- _Given request_
Reproduce the records below, substituting "marker" for every occurrence of "pin" and leaving all other text unchanged. Omit the pictures from your reply.

- _Material for the task_
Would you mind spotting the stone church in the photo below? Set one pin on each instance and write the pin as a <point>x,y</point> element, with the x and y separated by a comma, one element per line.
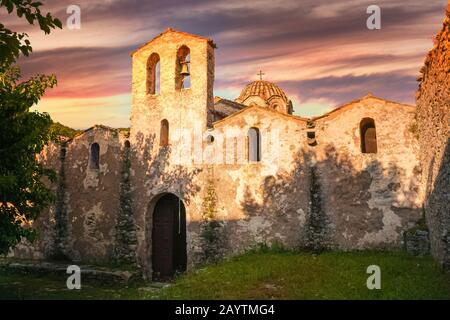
<point>200,177</point>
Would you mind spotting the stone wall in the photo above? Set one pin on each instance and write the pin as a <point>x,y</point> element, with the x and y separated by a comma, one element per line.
<point>370,198</point>
<point>433,118</point>
<point>306,191</point>
<point>81,224</point>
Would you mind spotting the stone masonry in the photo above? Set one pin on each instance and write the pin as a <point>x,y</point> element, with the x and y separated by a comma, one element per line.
<point>433,118</point>
<point>311,187</point>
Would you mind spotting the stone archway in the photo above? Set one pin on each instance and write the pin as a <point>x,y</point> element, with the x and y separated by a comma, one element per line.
<point>169,254</point>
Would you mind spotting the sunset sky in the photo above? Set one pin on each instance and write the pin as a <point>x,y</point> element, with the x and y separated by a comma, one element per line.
<point>319,51</point>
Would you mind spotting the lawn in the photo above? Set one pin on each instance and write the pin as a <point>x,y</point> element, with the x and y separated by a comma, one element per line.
<point>265,275</point>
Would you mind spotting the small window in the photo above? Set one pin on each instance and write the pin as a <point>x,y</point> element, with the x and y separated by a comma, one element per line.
<point>254,145</point>
<point>62,153</point>
<point>183,69</point>
<point>368,136</point>
<point>94,158</point>
<point>209,139</point>
<point>311,138</point>
<point>164,133</point>
<point>153,74</point>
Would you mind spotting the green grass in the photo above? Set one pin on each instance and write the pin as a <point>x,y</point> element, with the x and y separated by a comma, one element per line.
<point>330,275</point>
<point>264,275</point>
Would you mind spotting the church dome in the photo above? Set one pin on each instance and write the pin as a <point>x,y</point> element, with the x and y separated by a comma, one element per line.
<point>266,94</point>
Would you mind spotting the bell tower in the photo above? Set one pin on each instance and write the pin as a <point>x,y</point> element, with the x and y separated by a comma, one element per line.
<point>172,85</point>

- _Full output_
Would you mind spotting the stone church in the photo below? Set one marker on each instance and write the marker as a <point>x,y</point> element, with the x and y separated by a comma, one element per line.
<point>200,177</point>
Would you mind spotting the stone wall in the photo above? Set one marker on each instance and write the marker as a <point>x,y</point> element, with the x and y separated by a comma, one element per line.
<point>370,198</point>
<point>433,118</point>
<point>306,191</point>
<point>81,224</point>
Would you mind spotting the stone masonry in the photo above? Set one marker on each instance and write the marker as a <point>x,y</point> element, with the x and y separated by a comma, one element per line.
<point>433,118</point>
<point>311,187</point>
Would you mind spotting the stone archway in the photo above? Set one marker on each instance and write the marker as a <point>x,y</point> element, with the x and y separated by a comma, one element per line.
<point>169,254</point>
Would you mind spotting the sunset sky in the photo above? Set one marker on each instance and write the marker as a <point>x,y</point> element, with the x and y separated by a comma, one element per line.
<point>319,51</point>
Would you mind spotting the lawn in the photo above? Set one marker on each instance and write the marker as a <point>x,y</point> element, with the x and y separated by a comma, one element per line.
<point>265,275</point>
Would you mind spotting the small window in the photo above? Set one marker on each instance and write the marker as a <point>x,y</point> element, with the x and y separated by a comma, one element per line.
<point>254,145</point>
<point>62,153</point>
<point>183,69</point>
<point>368,136</point>
<point>94,158</point>
<point>209,139</point>
<point>311,138</point>
<point>164,133</point>
<point>153,74</point>
Would you mind spotting the green grass in the photo above? Set one marker on each instance and write the marker as a <point>x,y</point> element, with the x and y separated by a comma, one element per line.
<point>330,275</point>
<point>264,275</point>
Would you mind spotting the church dome in the photo above? Set one marker on each instance and write the marker as a <point>x,y</point> element, with the x and y separated by a comma, one element per line.
<point>266,94</point>
Would you mind spotting the bell tower in the photo above? Set one marker on each instance and write the marker as a <point>x,y</point> element, with the x and y separated by a comma, one element per line.
<point>172,85</point>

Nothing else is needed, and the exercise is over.